## [과제 설명]
"Check that each instance of the large"이 들어 있는 줄부터 행 목록의 끝까지 그 구간만 다시 쓰세요. 이때 "area rug"를 "carpet"로 바꾸고 나머지는 그대로 두세요.

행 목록
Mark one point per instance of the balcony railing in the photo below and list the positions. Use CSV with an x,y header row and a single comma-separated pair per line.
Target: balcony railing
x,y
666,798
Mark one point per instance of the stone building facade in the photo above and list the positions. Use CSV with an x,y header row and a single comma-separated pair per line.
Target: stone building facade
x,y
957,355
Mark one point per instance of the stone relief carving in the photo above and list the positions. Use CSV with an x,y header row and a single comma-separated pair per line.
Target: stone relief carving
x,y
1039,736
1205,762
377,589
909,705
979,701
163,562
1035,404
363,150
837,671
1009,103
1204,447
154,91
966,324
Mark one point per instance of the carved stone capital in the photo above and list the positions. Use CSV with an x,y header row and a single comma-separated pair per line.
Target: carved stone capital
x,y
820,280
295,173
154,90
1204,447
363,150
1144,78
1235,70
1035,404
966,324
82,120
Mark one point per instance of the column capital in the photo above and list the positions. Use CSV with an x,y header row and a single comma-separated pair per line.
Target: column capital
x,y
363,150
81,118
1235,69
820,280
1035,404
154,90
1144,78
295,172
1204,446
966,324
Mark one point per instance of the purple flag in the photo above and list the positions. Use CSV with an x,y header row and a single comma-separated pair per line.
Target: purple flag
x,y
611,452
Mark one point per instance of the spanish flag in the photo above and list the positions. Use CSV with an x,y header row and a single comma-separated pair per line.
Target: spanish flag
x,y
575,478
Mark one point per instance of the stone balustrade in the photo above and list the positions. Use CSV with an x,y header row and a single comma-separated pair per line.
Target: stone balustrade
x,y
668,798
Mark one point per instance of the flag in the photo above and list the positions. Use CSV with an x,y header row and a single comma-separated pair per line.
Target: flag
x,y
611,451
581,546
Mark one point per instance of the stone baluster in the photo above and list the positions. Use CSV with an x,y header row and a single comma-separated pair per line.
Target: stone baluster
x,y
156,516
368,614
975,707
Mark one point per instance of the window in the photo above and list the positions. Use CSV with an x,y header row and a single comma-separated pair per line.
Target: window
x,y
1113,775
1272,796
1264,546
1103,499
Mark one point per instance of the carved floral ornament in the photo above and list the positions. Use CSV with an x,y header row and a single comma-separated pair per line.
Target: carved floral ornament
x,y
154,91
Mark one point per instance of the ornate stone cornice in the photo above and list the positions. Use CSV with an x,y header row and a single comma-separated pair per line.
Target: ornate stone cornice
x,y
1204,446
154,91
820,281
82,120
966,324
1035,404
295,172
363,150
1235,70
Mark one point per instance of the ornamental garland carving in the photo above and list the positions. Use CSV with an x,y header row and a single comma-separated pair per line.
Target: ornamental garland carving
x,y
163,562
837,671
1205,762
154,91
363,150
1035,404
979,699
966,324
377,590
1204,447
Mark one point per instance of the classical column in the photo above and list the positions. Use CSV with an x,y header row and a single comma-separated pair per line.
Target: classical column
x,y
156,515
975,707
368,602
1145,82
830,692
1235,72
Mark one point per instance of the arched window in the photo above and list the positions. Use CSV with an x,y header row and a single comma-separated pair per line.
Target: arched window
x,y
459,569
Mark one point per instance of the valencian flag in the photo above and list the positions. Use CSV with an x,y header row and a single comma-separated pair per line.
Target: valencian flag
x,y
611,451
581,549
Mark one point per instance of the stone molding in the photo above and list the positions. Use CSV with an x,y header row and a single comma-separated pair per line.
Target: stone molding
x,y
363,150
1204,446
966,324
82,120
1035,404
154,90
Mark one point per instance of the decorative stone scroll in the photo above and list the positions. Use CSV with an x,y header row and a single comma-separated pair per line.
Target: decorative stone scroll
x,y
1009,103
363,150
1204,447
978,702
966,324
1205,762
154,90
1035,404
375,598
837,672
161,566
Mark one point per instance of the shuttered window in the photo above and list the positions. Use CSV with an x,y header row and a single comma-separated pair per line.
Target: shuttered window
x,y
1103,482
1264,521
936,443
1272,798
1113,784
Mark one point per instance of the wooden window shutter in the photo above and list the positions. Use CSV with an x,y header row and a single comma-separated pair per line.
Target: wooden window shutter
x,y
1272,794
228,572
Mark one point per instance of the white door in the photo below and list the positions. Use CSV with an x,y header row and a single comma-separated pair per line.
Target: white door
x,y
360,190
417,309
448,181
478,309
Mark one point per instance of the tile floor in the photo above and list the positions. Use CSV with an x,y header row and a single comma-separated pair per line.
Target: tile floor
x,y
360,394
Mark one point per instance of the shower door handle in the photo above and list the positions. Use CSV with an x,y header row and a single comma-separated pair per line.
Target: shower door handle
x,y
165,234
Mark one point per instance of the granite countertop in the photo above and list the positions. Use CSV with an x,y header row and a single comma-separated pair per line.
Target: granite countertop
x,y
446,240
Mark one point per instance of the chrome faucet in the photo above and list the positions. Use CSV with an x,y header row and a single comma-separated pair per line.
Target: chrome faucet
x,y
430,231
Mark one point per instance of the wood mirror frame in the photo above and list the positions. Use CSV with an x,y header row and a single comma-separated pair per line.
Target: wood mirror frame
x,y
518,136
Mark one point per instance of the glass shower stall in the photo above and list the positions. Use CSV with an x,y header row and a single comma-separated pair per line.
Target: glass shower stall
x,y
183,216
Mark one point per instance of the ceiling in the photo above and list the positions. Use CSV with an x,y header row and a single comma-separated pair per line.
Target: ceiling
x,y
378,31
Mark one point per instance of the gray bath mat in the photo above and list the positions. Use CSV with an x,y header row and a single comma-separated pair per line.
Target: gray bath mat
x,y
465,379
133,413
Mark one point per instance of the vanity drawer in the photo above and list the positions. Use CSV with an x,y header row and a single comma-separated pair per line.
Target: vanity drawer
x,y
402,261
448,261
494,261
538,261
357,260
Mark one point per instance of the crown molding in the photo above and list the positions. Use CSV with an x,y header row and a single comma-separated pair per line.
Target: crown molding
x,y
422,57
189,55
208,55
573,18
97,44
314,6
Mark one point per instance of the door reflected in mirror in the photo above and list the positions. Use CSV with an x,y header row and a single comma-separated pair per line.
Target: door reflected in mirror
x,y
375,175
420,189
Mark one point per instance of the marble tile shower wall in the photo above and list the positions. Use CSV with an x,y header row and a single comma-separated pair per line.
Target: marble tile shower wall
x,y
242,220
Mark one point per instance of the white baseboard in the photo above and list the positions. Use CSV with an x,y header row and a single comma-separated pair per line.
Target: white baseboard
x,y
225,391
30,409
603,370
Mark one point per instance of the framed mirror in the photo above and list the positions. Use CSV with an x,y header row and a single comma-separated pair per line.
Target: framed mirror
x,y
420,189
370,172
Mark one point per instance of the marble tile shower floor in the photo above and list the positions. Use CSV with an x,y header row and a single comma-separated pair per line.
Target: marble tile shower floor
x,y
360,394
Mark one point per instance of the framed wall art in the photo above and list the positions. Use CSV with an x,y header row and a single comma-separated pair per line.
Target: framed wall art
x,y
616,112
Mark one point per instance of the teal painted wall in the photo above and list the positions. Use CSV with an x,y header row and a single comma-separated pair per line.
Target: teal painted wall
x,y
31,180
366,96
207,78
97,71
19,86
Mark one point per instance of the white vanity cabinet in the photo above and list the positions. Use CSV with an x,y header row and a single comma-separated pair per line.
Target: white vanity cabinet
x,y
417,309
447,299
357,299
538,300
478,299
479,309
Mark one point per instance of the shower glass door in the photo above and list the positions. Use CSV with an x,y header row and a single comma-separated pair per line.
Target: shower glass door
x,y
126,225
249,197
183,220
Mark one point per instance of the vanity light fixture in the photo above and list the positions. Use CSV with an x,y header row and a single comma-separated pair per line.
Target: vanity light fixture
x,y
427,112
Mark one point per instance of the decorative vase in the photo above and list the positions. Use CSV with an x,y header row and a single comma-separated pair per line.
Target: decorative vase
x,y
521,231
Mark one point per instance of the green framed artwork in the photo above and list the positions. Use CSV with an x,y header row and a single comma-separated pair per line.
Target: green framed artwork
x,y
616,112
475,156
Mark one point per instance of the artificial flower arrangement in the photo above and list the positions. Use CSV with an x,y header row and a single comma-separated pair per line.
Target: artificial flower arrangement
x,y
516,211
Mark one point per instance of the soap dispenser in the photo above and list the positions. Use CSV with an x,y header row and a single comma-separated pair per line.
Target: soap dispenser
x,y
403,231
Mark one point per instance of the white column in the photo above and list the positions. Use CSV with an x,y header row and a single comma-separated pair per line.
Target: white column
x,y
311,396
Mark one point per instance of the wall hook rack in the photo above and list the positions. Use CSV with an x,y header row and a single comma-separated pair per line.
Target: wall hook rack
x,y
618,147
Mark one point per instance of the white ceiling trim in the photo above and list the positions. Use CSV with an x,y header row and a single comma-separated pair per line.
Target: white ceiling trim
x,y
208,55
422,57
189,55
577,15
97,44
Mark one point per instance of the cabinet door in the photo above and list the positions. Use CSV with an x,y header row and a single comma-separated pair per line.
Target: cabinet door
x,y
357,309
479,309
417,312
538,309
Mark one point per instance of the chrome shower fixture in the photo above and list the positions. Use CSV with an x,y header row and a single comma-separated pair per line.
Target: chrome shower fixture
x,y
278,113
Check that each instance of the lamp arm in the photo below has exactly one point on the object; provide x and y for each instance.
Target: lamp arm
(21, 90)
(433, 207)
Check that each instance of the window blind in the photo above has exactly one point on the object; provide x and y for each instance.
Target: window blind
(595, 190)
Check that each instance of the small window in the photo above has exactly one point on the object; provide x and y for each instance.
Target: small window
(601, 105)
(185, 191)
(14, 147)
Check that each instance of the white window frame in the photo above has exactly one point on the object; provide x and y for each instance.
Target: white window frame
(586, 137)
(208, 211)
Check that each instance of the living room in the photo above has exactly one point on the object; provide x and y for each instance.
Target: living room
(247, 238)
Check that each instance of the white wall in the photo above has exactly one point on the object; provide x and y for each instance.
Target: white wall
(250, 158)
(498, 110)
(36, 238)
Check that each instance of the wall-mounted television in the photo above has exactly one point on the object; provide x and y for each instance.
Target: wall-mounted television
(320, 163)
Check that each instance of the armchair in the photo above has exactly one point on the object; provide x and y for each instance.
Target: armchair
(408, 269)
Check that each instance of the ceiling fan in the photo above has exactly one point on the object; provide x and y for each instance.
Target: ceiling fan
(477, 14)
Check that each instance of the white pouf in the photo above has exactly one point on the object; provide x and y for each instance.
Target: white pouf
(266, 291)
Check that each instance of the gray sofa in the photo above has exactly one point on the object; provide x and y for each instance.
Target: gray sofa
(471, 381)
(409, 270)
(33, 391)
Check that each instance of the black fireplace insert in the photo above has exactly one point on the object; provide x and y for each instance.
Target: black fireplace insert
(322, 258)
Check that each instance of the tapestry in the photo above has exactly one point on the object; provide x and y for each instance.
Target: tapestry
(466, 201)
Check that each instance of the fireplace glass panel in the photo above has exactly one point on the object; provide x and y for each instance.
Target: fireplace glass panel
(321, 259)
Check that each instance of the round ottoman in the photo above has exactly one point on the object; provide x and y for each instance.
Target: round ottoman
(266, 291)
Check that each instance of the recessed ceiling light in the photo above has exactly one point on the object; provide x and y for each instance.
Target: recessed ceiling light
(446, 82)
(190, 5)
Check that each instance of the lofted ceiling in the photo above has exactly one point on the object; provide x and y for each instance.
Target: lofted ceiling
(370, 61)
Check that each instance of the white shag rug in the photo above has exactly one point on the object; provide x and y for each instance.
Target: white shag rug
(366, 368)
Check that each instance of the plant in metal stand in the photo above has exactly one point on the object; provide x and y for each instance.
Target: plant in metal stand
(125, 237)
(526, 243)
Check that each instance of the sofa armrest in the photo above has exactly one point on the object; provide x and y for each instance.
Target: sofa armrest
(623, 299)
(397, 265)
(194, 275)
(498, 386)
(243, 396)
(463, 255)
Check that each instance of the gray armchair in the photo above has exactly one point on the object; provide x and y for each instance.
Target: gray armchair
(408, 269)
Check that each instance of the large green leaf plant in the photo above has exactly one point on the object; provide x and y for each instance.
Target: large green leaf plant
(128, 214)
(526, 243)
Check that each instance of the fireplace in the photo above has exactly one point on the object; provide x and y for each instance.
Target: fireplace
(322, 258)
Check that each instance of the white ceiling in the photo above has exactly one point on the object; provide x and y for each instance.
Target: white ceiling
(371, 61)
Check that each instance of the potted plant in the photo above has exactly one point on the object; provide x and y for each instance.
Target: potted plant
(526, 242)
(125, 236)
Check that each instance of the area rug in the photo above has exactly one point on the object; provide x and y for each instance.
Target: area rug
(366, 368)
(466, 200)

## [전체 출력]
Check that each instance of the large green leaf plant in the photo above has exactly one point on the object; provide x and y for each instance.
Target: large green leaf plant
(128, 214)
(526, 243)
Check that each instance of the fireplace in the photo above has exactly one point on the object; provide x and y for each instance.
Target: fireplace
(322, 258)
Check that each instance of the white ceiling in the photo above has exactly one point on the object; provide x and y for each instance.
Target: white ceiling
(371, 61)
Check that each instance of the potted plant in the photo above has exactly one point on the object; provide x and y for each instance.
Target: potted plant
(526, 242)
(125, 236)
Check that each instance of the carpet in the photo above has exactly one point on the object; provide x and y for each instance.
Target: carpet
(366, 368)
(466, 200)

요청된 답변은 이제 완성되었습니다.